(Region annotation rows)
——

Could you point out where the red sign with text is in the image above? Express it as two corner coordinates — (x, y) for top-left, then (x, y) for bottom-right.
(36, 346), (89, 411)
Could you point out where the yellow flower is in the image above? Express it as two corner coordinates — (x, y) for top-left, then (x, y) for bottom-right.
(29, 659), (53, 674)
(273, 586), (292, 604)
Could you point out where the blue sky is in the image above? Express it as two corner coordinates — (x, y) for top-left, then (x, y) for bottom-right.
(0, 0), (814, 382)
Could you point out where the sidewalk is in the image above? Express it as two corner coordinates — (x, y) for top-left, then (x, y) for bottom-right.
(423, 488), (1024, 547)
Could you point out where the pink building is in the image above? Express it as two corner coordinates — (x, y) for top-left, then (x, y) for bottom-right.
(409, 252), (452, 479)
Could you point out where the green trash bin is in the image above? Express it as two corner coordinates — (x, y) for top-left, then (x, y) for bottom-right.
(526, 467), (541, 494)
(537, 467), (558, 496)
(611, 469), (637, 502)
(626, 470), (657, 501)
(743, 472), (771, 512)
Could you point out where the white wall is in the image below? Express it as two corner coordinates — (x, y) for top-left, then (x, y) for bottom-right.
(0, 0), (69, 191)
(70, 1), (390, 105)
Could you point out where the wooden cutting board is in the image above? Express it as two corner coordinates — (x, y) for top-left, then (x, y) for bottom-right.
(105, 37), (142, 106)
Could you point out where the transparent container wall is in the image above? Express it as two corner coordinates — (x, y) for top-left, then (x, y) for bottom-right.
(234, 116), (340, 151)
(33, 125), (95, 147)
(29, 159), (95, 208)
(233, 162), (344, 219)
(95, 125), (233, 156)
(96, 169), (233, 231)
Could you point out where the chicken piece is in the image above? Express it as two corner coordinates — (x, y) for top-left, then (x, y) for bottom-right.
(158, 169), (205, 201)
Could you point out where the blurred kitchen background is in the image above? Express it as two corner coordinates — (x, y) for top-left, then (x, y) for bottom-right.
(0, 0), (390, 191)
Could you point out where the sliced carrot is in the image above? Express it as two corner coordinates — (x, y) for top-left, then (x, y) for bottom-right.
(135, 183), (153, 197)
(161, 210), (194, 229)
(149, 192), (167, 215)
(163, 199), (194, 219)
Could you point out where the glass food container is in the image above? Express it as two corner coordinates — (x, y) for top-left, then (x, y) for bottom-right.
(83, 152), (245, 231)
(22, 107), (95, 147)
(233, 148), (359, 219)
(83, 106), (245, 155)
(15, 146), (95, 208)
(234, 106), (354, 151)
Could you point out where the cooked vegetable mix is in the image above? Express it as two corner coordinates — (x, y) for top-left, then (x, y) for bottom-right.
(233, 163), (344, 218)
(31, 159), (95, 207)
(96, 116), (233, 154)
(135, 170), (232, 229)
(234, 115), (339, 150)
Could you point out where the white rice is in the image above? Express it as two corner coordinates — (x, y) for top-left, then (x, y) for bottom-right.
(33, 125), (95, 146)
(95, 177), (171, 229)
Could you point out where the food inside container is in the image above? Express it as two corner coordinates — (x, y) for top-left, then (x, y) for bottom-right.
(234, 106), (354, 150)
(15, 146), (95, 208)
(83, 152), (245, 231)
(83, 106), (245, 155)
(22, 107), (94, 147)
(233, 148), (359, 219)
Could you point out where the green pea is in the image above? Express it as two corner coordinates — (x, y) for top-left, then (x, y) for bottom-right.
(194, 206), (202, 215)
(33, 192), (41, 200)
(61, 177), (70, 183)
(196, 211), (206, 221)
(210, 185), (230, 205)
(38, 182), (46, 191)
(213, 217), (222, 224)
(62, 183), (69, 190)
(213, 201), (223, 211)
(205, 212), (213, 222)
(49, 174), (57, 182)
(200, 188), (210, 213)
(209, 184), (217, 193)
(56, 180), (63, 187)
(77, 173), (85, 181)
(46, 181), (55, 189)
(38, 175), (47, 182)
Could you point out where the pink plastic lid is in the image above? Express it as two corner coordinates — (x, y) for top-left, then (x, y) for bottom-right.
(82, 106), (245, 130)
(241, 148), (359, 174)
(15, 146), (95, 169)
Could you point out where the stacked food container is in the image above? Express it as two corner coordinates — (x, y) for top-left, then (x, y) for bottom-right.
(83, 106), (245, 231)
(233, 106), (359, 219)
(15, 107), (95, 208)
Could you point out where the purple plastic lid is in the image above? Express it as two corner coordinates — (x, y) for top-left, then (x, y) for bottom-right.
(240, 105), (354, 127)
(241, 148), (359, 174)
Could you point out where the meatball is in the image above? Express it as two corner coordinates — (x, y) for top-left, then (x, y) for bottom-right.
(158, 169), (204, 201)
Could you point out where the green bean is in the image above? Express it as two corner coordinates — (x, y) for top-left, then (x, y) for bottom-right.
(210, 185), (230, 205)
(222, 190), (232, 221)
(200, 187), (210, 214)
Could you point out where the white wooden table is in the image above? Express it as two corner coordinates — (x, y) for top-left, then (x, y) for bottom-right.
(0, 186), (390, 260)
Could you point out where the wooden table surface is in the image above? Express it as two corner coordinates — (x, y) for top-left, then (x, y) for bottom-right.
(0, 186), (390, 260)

——

Count the lines in the rows above that contain the word "container", and give only that number.

4